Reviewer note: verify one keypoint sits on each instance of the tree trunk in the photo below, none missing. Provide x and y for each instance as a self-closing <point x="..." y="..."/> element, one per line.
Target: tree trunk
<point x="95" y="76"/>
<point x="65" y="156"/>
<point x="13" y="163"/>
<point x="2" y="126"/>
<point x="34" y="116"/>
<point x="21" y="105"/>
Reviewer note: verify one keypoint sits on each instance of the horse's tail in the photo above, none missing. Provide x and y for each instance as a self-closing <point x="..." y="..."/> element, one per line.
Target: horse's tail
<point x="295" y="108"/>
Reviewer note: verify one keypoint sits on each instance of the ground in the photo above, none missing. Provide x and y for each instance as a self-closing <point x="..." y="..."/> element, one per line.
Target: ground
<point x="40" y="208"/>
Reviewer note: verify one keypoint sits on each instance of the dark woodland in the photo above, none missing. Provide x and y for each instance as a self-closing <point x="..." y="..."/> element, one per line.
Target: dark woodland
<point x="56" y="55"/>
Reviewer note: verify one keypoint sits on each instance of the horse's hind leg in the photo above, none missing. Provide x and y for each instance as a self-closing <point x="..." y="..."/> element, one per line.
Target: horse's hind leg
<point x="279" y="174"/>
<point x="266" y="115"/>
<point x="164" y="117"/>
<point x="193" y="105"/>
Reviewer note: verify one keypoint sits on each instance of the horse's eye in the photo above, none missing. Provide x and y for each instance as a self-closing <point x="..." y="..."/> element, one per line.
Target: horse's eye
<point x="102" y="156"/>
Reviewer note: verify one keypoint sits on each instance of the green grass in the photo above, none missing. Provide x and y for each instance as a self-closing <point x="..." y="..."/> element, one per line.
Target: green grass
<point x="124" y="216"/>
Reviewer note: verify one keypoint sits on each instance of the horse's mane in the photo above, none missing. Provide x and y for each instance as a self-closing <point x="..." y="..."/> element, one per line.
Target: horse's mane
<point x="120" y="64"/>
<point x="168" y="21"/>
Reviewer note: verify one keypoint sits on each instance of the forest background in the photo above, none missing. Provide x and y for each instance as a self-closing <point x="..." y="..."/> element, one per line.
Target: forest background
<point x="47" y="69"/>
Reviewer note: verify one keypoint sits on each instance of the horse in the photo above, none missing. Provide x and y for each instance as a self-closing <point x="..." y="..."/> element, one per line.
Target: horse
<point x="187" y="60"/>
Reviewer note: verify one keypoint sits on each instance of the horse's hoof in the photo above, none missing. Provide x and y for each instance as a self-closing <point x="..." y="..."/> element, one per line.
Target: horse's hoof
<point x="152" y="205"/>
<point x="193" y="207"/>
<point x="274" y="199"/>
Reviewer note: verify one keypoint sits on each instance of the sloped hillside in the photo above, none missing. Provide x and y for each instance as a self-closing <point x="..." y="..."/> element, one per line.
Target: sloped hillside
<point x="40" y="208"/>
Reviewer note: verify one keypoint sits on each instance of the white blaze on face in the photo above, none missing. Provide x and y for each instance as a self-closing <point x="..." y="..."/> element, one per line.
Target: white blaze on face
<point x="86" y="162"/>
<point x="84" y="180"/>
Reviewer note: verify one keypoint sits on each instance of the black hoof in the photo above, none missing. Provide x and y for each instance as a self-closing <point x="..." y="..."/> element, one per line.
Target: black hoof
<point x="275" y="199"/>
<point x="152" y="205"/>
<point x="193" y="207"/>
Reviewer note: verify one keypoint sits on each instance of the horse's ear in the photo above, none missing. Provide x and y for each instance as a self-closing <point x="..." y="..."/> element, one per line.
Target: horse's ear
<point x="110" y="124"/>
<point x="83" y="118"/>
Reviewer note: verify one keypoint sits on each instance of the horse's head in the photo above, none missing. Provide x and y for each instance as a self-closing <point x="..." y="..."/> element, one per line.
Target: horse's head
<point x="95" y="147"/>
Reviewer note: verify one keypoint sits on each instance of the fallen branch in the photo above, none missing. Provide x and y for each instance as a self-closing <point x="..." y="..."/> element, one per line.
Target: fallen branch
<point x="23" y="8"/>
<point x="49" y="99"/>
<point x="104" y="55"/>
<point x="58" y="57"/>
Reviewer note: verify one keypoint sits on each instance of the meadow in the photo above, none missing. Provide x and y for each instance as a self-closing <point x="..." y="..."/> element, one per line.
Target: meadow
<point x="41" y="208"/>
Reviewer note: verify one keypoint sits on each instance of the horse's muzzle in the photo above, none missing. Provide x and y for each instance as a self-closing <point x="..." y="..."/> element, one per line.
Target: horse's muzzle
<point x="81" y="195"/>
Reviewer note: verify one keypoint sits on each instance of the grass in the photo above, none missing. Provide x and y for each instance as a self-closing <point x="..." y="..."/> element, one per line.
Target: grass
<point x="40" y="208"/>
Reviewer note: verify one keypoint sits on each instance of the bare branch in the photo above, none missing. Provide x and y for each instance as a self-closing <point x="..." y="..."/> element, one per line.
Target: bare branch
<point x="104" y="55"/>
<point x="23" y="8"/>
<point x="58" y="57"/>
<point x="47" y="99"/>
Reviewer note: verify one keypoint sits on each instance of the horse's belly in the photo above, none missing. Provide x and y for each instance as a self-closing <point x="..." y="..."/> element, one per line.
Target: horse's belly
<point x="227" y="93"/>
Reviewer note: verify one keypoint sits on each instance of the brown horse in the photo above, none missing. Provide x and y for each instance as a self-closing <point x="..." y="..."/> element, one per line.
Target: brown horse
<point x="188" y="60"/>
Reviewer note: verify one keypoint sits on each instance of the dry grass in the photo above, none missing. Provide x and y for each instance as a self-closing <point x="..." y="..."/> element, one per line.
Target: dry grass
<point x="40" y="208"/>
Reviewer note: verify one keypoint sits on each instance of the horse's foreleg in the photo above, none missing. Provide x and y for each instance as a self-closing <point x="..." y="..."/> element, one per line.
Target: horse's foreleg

○ ○ ○ ○

▶ SET TASK: Write out again, exactly, the lines from the one holding "the horse's muzzle" through the end of the listing, with both ends included.

▶ TASK RESULT:
Reviewer note: verify one keypoint sits on each instance of the horse's muzzle in the photo above, none missing. Provide x and y for each instance as a self-closing <point x="..." y="..."/> element, one per line.
Target: horse's muzzle
<point x="81" y="195"/>
Reviewer note: verify one keypoint sits on each instance of the grass in the photo above, none missing. Provide x and y for each instance as a self-closing <point x="..." y="..."/> element, one per line.
Target: grass
<point x="40" y="208"/>
Reviewer note: verify one keypoint sits on each instance of the bare branch in the photo above, none missing. Provide x and y for each instance as a self-closing <point x="..." y="..."/> element, one per line.
Target: bare branch
<point x="104" y="55"/>
<point x="23" y="8"/>
<point x="58" y="57"/>
<point x="47" y="99"/>
Reviewer note: verify one keypoint sits on each instance of the horse's belly in the photo above, none missing. Provide x and y for each instance as a self-closing <point x="..." y="..."/> element, one per line.
Target: horse's belly
<point x="227" y="93"/>
Reviewer note: verify one keypoint sits on each instance of the brown horse in the photo above, none missing. Provide x and y for each instance as a self-closing <point x="..." y="..."/> element, one per line.
Target: brown horse
<point x="188" y="60"/>
Reviewer note: verify one keypoint sits on each instance of the dry grass in the photo above, none missing. Provide x and y for each instance as a self-closing <point x="..." y="..."/> element, one per line.
Target: dry grass
<point x="40" y="208"/>
Reviewer note: verify one keypoint sits on each instance of the horse's foreleg in the photo above, none missing. Provide x and y for each instance as a self-closing <point x="..." y="..."/> element, one per line.
Target: horse's foreleg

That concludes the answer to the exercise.